■ **AVAILABLE DATA**:
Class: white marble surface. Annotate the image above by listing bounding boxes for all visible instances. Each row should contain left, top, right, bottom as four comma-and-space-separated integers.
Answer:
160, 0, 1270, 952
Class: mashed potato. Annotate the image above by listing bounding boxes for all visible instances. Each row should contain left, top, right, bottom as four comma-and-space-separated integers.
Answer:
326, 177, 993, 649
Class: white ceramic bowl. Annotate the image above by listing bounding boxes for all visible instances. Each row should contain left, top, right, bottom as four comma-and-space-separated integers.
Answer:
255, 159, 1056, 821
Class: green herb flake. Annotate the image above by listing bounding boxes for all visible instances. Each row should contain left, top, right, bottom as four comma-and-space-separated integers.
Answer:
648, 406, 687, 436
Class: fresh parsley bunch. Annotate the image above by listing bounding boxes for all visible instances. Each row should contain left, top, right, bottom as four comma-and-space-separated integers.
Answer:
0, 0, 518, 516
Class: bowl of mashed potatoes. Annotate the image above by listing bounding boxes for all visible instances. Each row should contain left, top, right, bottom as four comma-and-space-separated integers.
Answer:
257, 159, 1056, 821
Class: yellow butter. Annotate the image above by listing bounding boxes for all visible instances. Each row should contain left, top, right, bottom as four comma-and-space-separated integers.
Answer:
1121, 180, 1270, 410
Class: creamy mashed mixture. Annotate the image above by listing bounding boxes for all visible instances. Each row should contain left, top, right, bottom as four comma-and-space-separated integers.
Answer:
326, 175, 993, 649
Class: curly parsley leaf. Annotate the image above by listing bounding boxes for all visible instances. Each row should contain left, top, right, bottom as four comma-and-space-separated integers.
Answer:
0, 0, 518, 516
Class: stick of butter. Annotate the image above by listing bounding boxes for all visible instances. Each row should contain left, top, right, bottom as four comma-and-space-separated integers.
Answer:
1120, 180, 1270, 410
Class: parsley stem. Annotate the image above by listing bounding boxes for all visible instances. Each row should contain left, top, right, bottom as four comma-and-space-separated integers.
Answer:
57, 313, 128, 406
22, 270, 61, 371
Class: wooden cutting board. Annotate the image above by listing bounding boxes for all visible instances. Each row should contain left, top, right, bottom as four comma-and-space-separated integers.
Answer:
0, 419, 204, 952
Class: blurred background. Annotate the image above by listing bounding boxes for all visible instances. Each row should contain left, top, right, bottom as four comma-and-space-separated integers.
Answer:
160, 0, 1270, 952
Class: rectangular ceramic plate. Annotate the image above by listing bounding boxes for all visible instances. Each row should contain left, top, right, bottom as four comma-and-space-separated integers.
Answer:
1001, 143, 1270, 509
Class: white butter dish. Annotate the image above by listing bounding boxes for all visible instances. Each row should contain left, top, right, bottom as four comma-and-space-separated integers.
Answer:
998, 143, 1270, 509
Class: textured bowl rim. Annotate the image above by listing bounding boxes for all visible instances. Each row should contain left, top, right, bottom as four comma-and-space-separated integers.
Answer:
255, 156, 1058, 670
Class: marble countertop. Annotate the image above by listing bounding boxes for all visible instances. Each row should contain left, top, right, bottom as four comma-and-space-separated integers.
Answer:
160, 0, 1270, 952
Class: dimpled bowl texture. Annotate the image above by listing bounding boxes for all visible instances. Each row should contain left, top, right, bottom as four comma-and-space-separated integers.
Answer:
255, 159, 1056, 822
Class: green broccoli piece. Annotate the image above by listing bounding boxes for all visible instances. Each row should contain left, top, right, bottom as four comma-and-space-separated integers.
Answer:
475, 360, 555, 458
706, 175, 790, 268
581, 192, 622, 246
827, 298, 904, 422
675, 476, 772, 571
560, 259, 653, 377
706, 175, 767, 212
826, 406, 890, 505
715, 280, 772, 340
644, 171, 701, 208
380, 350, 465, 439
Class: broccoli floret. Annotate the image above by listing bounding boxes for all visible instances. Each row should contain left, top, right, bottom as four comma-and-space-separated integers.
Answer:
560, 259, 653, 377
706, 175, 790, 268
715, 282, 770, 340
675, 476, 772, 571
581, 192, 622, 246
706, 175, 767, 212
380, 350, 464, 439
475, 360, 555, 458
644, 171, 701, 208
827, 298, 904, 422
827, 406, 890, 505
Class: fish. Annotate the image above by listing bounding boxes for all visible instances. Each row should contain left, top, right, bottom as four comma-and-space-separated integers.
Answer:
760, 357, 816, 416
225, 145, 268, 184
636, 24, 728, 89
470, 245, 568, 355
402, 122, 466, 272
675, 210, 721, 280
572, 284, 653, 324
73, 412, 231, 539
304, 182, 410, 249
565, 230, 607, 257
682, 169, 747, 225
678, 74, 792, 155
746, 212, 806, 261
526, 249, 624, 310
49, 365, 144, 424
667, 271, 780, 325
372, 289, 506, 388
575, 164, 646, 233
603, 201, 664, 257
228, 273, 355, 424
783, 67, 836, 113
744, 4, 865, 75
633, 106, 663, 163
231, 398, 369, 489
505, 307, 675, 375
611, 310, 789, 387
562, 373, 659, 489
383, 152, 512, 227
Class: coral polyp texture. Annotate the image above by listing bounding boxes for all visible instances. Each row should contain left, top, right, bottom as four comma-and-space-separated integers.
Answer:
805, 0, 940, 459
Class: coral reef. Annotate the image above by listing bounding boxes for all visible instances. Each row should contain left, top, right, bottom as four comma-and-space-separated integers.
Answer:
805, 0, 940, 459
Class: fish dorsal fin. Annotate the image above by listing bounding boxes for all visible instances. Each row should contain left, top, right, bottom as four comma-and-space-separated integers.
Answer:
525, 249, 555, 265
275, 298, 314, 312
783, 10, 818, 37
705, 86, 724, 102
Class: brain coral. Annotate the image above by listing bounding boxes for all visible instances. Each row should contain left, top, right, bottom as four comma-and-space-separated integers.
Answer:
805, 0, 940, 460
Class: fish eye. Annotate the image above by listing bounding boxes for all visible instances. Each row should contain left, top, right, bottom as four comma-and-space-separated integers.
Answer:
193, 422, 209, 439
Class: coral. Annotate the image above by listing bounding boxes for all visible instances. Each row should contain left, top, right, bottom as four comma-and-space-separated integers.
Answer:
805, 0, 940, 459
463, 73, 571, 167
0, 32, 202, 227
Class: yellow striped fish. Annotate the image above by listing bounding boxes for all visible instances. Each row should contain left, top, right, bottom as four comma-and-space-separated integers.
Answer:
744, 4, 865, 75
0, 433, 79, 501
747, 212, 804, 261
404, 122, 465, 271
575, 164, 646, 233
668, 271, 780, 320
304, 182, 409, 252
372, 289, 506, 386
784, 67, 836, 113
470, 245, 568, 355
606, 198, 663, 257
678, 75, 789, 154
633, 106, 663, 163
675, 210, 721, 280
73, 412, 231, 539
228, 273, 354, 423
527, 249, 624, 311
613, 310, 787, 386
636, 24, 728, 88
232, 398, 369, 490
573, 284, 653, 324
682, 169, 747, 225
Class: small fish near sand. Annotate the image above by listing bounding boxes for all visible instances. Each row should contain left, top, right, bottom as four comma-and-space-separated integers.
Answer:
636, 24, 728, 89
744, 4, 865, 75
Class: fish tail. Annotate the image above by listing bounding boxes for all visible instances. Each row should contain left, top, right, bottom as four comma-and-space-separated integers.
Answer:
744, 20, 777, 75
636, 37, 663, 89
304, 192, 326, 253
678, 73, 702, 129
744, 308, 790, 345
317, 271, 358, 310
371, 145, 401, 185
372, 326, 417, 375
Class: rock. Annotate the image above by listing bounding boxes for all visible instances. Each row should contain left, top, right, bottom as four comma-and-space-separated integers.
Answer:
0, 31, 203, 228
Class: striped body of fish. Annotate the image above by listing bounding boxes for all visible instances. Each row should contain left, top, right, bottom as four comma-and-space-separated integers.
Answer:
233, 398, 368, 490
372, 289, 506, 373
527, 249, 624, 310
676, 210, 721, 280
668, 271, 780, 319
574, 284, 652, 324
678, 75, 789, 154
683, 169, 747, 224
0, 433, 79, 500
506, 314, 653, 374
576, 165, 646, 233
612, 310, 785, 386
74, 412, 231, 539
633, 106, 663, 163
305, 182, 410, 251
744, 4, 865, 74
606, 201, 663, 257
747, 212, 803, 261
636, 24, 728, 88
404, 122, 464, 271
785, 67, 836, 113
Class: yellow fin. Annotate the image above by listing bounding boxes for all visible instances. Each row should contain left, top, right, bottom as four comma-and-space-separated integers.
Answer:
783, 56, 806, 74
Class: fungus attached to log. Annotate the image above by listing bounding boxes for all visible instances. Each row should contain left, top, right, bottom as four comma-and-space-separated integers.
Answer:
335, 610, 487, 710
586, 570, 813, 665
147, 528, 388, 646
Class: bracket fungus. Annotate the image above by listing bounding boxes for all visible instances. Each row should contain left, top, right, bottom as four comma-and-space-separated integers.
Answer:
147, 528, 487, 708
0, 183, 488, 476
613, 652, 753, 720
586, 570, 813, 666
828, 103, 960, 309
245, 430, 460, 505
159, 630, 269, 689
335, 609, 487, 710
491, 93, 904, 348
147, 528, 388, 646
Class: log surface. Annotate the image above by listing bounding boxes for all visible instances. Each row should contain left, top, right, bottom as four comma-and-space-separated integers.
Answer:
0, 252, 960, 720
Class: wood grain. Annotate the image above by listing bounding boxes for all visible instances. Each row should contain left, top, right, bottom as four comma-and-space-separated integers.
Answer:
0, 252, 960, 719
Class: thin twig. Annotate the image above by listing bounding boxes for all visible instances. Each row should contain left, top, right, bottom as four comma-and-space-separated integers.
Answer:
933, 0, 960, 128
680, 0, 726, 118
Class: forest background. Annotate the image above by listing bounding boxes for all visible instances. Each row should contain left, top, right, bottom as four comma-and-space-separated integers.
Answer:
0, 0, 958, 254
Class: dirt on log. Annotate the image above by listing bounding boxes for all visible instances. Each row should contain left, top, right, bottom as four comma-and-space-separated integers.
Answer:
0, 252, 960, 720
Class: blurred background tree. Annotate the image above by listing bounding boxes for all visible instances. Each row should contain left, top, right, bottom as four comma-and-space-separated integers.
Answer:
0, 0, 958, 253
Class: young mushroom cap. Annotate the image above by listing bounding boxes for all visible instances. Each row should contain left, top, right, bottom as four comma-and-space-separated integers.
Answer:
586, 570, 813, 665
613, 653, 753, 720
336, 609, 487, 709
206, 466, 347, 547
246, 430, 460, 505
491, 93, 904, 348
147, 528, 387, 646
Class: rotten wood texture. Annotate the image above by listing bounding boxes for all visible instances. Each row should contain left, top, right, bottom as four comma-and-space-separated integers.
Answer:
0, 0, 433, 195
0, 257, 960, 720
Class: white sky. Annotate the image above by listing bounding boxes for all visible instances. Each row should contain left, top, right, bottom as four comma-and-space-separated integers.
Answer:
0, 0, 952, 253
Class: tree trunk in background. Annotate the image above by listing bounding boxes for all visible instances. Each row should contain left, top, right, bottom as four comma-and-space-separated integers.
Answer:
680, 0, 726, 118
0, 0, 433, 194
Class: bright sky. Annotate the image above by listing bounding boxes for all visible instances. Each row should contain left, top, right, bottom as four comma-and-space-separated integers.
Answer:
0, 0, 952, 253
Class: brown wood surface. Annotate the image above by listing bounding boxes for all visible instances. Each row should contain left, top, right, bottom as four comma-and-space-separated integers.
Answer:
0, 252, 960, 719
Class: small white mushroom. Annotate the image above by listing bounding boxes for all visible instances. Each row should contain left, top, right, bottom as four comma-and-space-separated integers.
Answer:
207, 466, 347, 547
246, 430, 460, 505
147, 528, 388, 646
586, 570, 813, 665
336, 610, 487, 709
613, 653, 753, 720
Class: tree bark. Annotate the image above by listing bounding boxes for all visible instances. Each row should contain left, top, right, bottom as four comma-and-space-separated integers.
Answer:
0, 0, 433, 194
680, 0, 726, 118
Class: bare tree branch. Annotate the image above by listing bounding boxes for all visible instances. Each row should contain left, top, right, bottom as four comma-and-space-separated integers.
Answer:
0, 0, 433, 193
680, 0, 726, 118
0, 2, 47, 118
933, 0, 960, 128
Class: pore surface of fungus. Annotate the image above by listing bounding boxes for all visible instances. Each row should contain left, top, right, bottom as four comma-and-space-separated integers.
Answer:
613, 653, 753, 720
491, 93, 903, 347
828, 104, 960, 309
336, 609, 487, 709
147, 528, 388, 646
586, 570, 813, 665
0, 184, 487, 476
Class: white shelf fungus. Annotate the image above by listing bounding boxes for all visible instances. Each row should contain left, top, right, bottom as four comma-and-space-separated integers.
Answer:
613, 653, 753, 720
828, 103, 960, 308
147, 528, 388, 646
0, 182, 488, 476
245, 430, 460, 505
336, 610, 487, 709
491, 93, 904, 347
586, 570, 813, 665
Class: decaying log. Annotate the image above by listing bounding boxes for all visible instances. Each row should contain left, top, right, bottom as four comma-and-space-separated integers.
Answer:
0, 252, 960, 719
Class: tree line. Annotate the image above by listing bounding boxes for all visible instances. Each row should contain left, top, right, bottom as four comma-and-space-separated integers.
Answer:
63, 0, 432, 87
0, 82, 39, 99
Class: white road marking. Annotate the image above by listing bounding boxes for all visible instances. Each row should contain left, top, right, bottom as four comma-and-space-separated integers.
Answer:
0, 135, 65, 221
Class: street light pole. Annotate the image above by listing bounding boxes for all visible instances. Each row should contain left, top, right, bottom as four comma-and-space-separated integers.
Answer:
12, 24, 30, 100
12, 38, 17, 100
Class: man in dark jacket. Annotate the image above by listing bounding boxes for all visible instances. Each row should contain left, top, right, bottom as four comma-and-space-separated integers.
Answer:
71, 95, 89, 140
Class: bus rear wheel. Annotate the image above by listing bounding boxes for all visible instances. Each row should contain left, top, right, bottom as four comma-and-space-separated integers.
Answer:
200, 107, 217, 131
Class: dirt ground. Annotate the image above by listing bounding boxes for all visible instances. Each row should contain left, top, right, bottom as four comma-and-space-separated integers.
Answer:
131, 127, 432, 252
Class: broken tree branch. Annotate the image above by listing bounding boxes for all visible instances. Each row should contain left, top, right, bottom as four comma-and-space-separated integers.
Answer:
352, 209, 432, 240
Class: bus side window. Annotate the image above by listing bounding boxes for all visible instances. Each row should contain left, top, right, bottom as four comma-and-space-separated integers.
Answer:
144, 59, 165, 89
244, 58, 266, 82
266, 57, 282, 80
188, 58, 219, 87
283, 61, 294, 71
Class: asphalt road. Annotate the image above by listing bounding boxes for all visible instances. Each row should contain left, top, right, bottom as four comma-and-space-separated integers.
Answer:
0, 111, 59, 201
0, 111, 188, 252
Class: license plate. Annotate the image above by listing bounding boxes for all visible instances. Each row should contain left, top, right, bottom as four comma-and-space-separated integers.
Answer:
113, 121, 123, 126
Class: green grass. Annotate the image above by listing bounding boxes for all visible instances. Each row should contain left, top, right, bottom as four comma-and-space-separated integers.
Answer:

■ **EXERCISE**: Could you quote, exactly as they appear, the line containing "Class: bus rear" and every line after it to the end of the records above?

■ **COMPLETED EXERCISE**:
Class: bus rear wheel. Annotate the image above by listing bounding boxes for all visible instances. Each row should contain left, top, right, bottom as four comma-and-space-separated integers.
Answer:
200, 107, 217, 131
Class: dirt ground. Annotate the image above by listing bounding boxes for all visible instances. Each row should contain left, top, right, bottom as four comma-and-space-separated integers.
Answer:
131, 127, 432, 252
Class: broken tree branch. Annotate the image above by listing bounding boxes for all visible instances. Each row should contain left, top, right, bottom as four comma-and-space-separated integers.
Answer:
352, 209, 432, 240
Class: bus side window. Annotate the image above by listing bounding boxes for all visible instances. Each row should contain left, top, right, bottom as four comma-and-space-separated integers.
Answer:
144, 59, 165, 89
244, 58, 266, 82
266, 57, 282, 80
188, 58, 219, 87
283, 61, 294, 71
Class: asphalt road. Annotate the image above by listing bounding boxes for all visible instances. Each row should contain left, top, right, bottom as four comma-and-space-separated integers.
Answer:
0, 111, 59, 201
0, 111, 188, 252
Class: license plate. Annotate the image above by listing bounding boxes for all visible instances. Each row should contain left, top, right, bottom as four comma-and-space-separated integers.
Answer:
113, 121, 123, 126
Class: green grass. Annotate the image above by listing bounding boxes for all visible instances. Each row should contain left, top, right, bottom as four comma-and-space-separated integers.
Answer:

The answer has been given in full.